*What the task requires*: Please rewrite the entries from the start through the line that contains "859L336 834L322 831L284", substituting "coarse mask" for "rough mask" and leaving everything else unchanged.

........

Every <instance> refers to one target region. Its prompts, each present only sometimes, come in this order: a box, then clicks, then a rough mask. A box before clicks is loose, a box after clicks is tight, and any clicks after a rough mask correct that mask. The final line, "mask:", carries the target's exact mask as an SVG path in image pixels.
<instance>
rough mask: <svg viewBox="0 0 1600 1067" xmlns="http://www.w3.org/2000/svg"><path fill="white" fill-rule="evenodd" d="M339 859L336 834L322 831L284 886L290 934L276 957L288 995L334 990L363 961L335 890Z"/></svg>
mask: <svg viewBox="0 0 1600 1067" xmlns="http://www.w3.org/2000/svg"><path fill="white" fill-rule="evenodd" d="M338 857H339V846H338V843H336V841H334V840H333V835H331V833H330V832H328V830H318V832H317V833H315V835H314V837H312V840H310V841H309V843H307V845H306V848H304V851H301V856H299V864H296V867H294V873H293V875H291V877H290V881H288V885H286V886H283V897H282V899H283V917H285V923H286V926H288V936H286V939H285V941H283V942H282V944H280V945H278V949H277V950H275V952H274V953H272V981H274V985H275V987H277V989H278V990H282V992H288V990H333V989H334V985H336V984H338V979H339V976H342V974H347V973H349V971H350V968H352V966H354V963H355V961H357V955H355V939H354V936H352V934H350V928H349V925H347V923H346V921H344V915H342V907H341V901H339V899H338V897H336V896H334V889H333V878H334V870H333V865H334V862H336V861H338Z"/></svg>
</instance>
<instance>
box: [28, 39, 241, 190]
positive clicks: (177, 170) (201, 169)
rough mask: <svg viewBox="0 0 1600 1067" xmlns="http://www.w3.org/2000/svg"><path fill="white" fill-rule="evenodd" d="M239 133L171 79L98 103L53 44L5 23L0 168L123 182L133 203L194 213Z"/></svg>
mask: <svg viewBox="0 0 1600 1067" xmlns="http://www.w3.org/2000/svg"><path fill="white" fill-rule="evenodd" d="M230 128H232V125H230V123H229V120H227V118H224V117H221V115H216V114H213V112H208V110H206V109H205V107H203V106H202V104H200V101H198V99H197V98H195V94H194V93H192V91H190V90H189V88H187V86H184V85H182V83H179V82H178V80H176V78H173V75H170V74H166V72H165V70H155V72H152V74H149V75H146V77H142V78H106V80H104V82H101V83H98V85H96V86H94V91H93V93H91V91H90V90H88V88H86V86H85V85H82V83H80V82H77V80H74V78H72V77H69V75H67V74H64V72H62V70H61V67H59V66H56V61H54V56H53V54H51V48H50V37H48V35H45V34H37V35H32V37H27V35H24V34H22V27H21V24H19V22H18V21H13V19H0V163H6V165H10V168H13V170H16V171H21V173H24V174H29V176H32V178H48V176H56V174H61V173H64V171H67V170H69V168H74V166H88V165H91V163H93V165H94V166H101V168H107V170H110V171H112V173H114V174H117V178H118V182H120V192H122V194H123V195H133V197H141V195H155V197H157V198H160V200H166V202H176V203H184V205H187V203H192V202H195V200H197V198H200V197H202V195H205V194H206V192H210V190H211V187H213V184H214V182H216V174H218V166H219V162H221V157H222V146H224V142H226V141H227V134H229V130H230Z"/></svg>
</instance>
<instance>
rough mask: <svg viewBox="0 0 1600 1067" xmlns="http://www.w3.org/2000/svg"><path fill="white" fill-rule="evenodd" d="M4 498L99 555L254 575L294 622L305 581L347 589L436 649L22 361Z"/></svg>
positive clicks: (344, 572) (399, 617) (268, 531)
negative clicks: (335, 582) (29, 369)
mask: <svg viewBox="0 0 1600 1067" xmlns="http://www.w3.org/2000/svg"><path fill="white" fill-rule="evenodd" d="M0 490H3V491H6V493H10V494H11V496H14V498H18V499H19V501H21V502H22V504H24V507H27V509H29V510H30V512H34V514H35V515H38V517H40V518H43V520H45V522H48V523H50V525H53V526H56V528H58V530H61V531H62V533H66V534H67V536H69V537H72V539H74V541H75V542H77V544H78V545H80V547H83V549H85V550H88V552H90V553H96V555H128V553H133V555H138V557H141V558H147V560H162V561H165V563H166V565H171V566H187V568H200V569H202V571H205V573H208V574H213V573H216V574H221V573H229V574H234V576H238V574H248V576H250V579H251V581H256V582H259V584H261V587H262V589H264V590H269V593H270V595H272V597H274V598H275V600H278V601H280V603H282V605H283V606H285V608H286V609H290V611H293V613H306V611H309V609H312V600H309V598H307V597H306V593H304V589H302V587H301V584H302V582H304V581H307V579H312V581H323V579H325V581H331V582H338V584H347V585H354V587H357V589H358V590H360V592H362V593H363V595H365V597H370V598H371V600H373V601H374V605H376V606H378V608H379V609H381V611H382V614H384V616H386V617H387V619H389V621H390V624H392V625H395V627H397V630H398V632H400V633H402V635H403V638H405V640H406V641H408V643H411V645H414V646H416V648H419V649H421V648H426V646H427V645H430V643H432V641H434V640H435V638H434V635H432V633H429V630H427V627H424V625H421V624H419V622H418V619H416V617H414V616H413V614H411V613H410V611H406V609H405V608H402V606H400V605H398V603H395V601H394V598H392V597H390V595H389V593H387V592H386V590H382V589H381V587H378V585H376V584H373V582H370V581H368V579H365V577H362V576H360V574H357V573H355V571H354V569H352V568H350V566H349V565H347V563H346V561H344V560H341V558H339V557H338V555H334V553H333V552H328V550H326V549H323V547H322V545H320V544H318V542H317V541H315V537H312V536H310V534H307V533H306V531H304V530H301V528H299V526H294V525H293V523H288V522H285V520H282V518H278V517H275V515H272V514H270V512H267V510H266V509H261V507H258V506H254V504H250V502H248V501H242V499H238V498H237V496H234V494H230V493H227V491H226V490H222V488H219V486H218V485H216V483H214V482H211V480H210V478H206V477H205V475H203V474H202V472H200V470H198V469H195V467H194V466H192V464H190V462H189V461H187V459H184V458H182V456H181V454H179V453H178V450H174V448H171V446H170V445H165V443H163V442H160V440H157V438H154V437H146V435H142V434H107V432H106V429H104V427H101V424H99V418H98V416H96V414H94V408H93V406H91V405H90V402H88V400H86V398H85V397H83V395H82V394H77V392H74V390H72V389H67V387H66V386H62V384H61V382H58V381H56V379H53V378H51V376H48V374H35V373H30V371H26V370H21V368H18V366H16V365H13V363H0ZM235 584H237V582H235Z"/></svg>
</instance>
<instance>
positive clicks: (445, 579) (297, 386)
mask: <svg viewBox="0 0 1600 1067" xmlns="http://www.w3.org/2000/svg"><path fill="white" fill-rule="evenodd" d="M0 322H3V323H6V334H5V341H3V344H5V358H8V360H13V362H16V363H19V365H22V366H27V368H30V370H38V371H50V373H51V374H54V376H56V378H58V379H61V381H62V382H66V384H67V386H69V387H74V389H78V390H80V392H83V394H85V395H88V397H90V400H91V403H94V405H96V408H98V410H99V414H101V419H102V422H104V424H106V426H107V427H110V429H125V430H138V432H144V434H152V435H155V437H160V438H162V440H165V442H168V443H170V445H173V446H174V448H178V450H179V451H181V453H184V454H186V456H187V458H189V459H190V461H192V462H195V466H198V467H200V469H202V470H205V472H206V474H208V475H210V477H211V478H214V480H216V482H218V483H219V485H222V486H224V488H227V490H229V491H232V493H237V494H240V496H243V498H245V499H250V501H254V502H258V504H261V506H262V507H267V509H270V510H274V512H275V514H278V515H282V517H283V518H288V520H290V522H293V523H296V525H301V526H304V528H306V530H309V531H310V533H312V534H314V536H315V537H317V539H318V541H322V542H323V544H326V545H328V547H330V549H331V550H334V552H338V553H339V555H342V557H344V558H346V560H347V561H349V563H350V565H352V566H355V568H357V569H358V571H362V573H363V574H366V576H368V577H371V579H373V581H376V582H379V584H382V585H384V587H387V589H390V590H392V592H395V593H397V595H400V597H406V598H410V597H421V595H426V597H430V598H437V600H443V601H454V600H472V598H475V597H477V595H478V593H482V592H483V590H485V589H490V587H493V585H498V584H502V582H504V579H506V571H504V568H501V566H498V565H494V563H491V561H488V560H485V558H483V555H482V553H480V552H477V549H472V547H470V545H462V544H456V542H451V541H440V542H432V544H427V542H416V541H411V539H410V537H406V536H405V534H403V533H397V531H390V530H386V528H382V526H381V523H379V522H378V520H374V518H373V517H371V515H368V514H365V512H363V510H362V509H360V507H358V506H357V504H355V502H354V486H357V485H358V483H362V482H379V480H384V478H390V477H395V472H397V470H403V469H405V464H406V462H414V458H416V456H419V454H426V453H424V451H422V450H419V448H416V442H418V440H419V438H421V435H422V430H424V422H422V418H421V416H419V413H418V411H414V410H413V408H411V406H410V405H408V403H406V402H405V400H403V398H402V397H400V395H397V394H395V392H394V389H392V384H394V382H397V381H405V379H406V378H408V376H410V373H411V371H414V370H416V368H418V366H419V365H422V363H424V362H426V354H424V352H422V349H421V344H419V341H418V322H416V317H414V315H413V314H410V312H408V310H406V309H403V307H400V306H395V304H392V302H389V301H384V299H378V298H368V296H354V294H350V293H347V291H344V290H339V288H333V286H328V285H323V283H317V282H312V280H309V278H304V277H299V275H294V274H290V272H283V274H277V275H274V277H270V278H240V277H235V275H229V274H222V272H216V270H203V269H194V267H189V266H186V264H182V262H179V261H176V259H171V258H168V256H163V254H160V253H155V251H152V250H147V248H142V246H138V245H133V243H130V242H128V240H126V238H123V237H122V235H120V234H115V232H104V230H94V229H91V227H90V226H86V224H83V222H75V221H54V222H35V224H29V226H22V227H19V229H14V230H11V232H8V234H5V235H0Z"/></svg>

........

*Finished task*:
Every <instance> refers to one target region. Its prompts, each present only sometimes, come in this order: a box, then clicks, then a coarse mask. A box before clicks is loose, a box after clicks is tight, and any clicks after a coarse mask correct that mask. The final line, "mask:", carries the target's exact mask as an SVG path in image pixels.
<instance>
coarse mask: <svg viewBox="0 0 1600 1067" xmlns="http://www.w3.org/2000/svg"><path fill="white" fill-rule="evenodd" d="M339 859L336 834L322 831L284 886L290 934L276 957L288 995L334 990L363 961L335 890Z"/></svg>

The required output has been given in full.